▶ [EXERCISE TASK]:
Extract every one of the lines below, reproducing each without a single change.
# Start of MATERIAL TO PROCESS
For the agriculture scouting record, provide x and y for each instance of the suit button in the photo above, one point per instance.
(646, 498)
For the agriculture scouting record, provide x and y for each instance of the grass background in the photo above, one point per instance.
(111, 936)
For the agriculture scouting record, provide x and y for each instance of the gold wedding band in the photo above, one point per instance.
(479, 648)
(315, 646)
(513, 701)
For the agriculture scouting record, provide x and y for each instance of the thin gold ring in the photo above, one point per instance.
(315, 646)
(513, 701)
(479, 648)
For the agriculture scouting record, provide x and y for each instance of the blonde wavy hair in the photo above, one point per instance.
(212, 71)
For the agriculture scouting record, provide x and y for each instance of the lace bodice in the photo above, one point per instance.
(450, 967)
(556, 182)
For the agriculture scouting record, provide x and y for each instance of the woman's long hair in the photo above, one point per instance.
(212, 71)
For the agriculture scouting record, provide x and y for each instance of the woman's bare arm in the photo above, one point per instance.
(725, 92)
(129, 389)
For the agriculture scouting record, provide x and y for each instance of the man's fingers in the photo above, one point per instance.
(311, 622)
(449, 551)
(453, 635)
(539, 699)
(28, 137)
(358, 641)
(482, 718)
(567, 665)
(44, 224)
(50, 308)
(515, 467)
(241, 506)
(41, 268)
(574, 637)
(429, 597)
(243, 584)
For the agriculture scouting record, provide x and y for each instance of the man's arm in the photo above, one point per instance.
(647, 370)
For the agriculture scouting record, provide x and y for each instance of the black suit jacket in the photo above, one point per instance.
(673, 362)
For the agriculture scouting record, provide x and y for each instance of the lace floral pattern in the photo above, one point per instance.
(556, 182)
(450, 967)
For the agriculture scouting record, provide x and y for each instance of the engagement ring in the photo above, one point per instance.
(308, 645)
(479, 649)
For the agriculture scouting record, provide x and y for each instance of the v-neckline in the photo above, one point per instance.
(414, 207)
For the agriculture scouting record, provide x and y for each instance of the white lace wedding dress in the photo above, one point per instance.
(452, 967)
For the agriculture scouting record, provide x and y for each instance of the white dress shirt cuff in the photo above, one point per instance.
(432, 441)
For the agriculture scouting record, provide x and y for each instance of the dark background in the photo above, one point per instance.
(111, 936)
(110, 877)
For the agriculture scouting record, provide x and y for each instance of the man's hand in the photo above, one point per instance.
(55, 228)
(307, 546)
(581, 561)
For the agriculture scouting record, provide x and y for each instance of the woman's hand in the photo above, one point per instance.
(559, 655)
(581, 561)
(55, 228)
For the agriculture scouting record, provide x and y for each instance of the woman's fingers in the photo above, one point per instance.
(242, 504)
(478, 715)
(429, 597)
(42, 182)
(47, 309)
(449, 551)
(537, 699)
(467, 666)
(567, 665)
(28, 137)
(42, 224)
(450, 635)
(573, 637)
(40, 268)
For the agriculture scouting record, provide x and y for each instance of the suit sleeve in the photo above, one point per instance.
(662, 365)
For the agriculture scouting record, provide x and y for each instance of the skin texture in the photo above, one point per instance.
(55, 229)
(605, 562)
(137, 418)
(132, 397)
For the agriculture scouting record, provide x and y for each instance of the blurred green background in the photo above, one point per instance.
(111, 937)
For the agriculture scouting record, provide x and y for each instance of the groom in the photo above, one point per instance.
# End of MATERIAL TO PROCESS
▶ [FINAL RESULT]:
For the agriculture scouting record, provide x and y for each instance of the suit button in the photo above, one point per instance.
(646, 498)
For the agriculture scouting record, provide x and y for each instance of the grass background in the photo above, one point per instance.
(111, 936)
For the agriculture scouting record, provide x and y for each instance of the gold wedding band in the photo above, one point per instance.
(479, 648)
(315, 646)
(513, 701)
For the agriculture scouting record, provide x and y for each instance of the thin gold ring in the photo above, one point per instance.
(315, 646)
(513, 701)
(479, 648)
For the agriculture scouting record, provide x and y for each instance of the blonde wavy hair in the photo above, one point per instance.
(212, 71)
For the agriculture scouting record, provide x and y for each instance of the lace bodice in the photo above, one point per instance.
(450, 967)
(556, 182)
For the agriculture scouting record, provide x and y for each instance of the woman's long hair in the photo above, one point per instance.
(212, 71)
For the agriculture scouting record, provide x and y for each instance of the woman's bare arm in the photo above, one point per instance.
(725, 92)
(129, 389)
For the agriculture scouting record, provide x and y for each instance of the man's fingers in the photo above, one point per instance.
(311, 622)
(449, 551)
(453, 635)
(539, 699)
(28, 137)
(358, 641)
(482, 718)
(567, 665)
(44, 224)
(50, 308)
(515, 467)
(241, 506)
(41, 268)
(574, 637)
(429, 597)
(243, 584)
For the agriculture scouting record, provide x and y for each instance of the man's arm in the photo above, one point per instance.
(647, 370)
For the agriculture scouting record, provide x and y for each instance of the black suit jacket in the photo above, one point per instance.
(673, 362)
For the agriculture scouting record, provide x and y for each instance of the lace floral pattern in the photo above, one point per instance.
(556, 182)
(450, 967)
For the agriculture scouting record, provide x and y for each instance of the engagement ring in the photo above, one point per instance.
(308, 645)
(479, 649)
For the agriculture scouting record, provide x and y for each instance of the v-neckline in the photo above, one point per instance.
(414, 207)
For the agriculture scouting record, provide x and y for each instance of the white lace wedding dress in the photo above, one point per instance.
(452, 967)
For the agriculture scouting record, provide x and y for each instance of the white dress shirt cuff in the photo above, one point per instance.
(432, 441)
For the agriculture scouting record, provide x and y for each instance of the dark background in the photo above, one point per instance.
(111, 936)
(110, 877)
For the agriculture scouting record, provide x and y for each instance of the man's hand in the photo above, one point per instance.
(55, 228)
(307, 546)
(581, 561)
For the agriculture scouting record, provide x and y for each instance of the woman's hand in the photo above, one point per instance.
(559, 655)
(581, 561)
(55, 228)
For the agriculture scouting record, provide x and y for each instance of the woman's fingers in the photo above, one point per instance.
(242, 504)
(478, 715)
(429, 597)
(42, 182)
(47, 309)
(449, 551)
(537, 699)
(467, 666)
(567, 665)
(28, 137)
(42, 224)
(450, 635)
(573, 637)
(40, 268)
For the agriculture scouting record, provide x and y for each instance of the suit sleeve in the photo above, one point per instance.
(662, 365)
For the agriculture scouting record, provide x and y for each instance of the skin texture in the photo above, one point per instance.
(55, 229)
(605, 562)
(137, 418)
(132, 397)
For the agriculture scouting record, provide x and y for each instance of the blurred green background in the photo above, one point per instance.
(111, 937)
For the agriculture scouting record, provide x and y for each instance of the groom in the photo above, one point per instance.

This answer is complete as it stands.